-- Begin RECORDED INFORMATION --

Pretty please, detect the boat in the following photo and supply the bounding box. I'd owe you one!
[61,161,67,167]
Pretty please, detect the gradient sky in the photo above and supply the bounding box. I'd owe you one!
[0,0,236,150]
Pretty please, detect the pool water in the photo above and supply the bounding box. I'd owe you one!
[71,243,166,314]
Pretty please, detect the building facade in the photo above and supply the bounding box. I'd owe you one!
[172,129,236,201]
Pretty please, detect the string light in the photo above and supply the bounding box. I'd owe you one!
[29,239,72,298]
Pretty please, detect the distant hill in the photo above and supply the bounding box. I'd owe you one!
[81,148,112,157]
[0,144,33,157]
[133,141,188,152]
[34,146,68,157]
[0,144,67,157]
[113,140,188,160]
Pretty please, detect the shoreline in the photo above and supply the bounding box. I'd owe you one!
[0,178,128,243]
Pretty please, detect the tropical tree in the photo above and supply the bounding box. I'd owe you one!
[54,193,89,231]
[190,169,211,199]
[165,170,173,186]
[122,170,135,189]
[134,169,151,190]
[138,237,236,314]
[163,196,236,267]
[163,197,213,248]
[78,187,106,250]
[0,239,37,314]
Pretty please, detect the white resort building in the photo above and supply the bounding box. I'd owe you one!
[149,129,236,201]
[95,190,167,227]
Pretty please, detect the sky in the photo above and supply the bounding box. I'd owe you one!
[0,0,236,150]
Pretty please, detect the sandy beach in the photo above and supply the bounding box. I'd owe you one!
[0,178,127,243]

-- End RECORDED INFORMATION --
-- Begin RECORDED INFORMATION --

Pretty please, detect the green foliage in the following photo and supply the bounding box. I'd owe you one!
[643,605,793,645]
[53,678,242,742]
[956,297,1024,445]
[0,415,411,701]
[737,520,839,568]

-- End RECORDED INFORMATION --

OBJECTIVE
Pull out every line of the records above that contains the word "following", and list those lines.

REPLY TO THE TASK
Pretty please, detect the boat in the following photo and supply the bounding box. I'd owe you one!
Pretty please, detect the green foliage in the following photo and supply the bounding box. I'd owe you one!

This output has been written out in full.